▶ [Request] Quote the whole listing word for word. Do not include the pictures.
(Dataset entries begins)
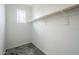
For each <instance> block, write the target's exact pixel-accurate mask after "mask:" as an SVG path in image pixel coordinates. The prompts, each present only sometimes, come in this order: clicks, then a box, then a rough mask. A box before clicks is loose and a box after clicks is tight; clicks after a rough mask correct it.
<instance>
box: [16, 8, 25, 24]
mask: <svg viewBox="0 0 79 59" xmlns="http://www.w3.org/2000/svg"><path fill="white" fill-rule="evenodd" d="M17 23H26V12H25V10H21V9H17Z"/></svg>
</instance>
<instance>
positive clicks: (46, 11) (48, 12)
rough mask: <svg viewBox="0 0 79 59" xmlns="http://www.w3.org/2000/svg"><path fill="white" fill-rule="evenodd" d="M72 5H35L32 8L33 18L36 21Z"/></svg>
mask: <svg viewBox="0 0 79 59" xmlns="http://www.w3.org/2000/svg"><path fill="white" fill-rule="evenodd" d="M73 5H74V4H37V5H34V7H33V13H34V15H33V17H34V19H37V18H39V17H42V16H44V15H47V14H51V13H54V12H57V11H61V10H62V9H65V8H68V7H71V6H73Z"/></svg>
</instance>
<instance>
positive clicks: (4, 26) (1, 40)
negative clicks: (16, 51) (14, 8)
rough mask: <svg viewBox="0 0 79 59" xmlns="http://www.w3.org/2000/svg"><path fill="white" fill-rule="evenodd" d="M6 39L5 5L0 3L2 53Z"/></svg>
mask: <svg viewBox="0 0 79 59" xmlns="http://www.w3.org/2000/svg"><path fill="white" fill-rule="evenodd" d="M4 39H5V5H3V4H2V5H1V4H0V55H1V54H3V49H4Z"/></svg>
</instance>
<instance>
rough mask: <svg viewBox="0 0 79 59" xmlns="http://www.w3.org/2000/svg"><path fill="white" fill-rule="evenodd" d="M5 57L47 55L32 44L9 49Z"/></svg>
mask: <svg viewBox="0 0 79 59" xmlns="http://www.w3.org/2000/svg"><path fill="white" fill-rule="evenodd" d="M5 55H45V54H44V53H43V52H42V51H41V50H40V49H38V48H37V47H35V46H34V45H33V44H32V43H29V44H25V45H22V46H19V47H15V48H11V49H7V50H6V51H5Z"/></svg>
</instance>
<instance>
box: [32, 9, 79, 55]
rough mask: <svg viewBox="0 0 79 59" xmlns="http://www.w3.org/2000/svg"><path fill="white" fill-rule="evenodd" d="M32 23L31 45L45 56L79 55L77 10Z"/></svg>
mask: <svg viewBox="0 0 79 59" xmlns="http://www.w3.org/2000/svg"><path fill="white" fill-rule="evenodd" d="M65 12H66V14H64V15H67V16H63V13H61V12H59V13H56V14H54V15H51V16H49V17H45V18H42V19H39V20H37V21H35V22H33V23H32V24H33V31H32V32H33V36H32V38H33V39H32V43H33V44H34V45H35V46H37V47H38V48H39V49H41V50H42V51H43V52H44V53H45V54H50V55H52V54H54V55H55V54H73V55H74V54H79V8H75V9H72V10H69V11H65Z"/></svg>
(Dataset entries ends)
▶ [Solution for this task]
For each <instance> block, write the target's exact pixel-accurate mask after "mask:" as an SVG path in image pixel coordinates. The prompts, each present only sometimes, come in this order: clicks, then a box, then a rough mask. A box before clicks is loose and a box after clicks is tight; clicks after a rough mask correct it.
<instance>
box: [16, 8, 25, 24]
mask: <svg viewBox="0 0 79 59" xmlns="http://www.w3.org/2000/svg"><path fill="white" fill-rule="evenodd" d="M17 23H26V12H25V10H21V9H17Z"/></svg>
</instance>
<instance>
positive clicks: (46, 11) (48, 12)
rough mask: <svg viewBox="0 0 79 59" xmlns="http://www.w3.org/2000/svg"><path fill="white" fill-rule="evenodd" d="M72 5H35L32 8L33 18L36 21Z"/></svg>
mask: <svg viewBox="0 0 79 59" xmlns="http://www.w3.org/2000/svg"><path fill="white" fill-rule="evenodd" d="M73 5H74V4H37V5H34V7H33V13H34V15H33V17H34V19H37V18H39V17H42V16H44V15H47V14H51V13H54V12H57V11H61V10H62V9H65V8H68V7H71V6H73Z"/></svg>
</instance>
<instance>
positive clicks: (4, 26) (1, 40)
negative clicks: (16, 51) (14, 8)
rough mask: <svg viewBox="0 0 79 59" xmlns="http://www.w3.org/2000/svg"><path fill="white" fill-rule="evenodd" d="M6 39L5 5L0 3L2 53Z"/></svg>
mask: <svg viewBox="0 0 79 59" xmlns="http://www.w3.org/2000/svg"><path fill="white" fill-rule="evenodd" d="M4 39H5V5H3V4H2V5H1V4H0V55H1V54H3V49H4Z"/></svg>
</instance>
<instance>
rough mask: <svg viewBox="0 0 79 59" xmlns="http://www.w3.org/2000/svg"><path fill="white" fill-rule="evenodd" d="M5 57L47 55L32 44L9 49Z"/></svg>
mask: <svg viewBox="0 0 79 59" xmlns="http://www.w3.org/2000/svg"><path fill="white" fill-rule="evenodd" d="M5 55H45V54H44V53H43V52H42V51H41V50H40V49H38V48H37V47H35V46H34V45H33V44H32V43H29V44H25V45H22V46H19V47H15V48H11V49H7V50H6V51H5Z"/></svg>
</instance>
<instance>
box: [32, 9, 79, 55]
rough mask: <svg viewBox="0 0 79 59" xmlns="http://www.w3.org/2000/svg"><path fill="white" fill-rule="evenodd" d="M32 23L31 45L45 56L79 55L77 10Z"/></svg>
mask: <svg viewBox="0 0 79 59" xmlns="http://www.w3.org/2000/svg"><path fill="white" fill-rule="evenodd" d="M65 12H66V14H64V15H67V16H63V13H61V12H59V13H56V14H54V15H51V16H49V17H45V18H42V19H39V20H37V21H35V22H33V23H32V24H33V31H32V32H33V36H32V38H33V39H32V43H33V44H34V45H35V46H37V47H38V48H39V49H41V50H42V51H43V52H44V53H45V54H50V55H52V54H54V55H55V54H73V55H74V54H79V8H75V9H72V10H69V11H65Z"/></svg>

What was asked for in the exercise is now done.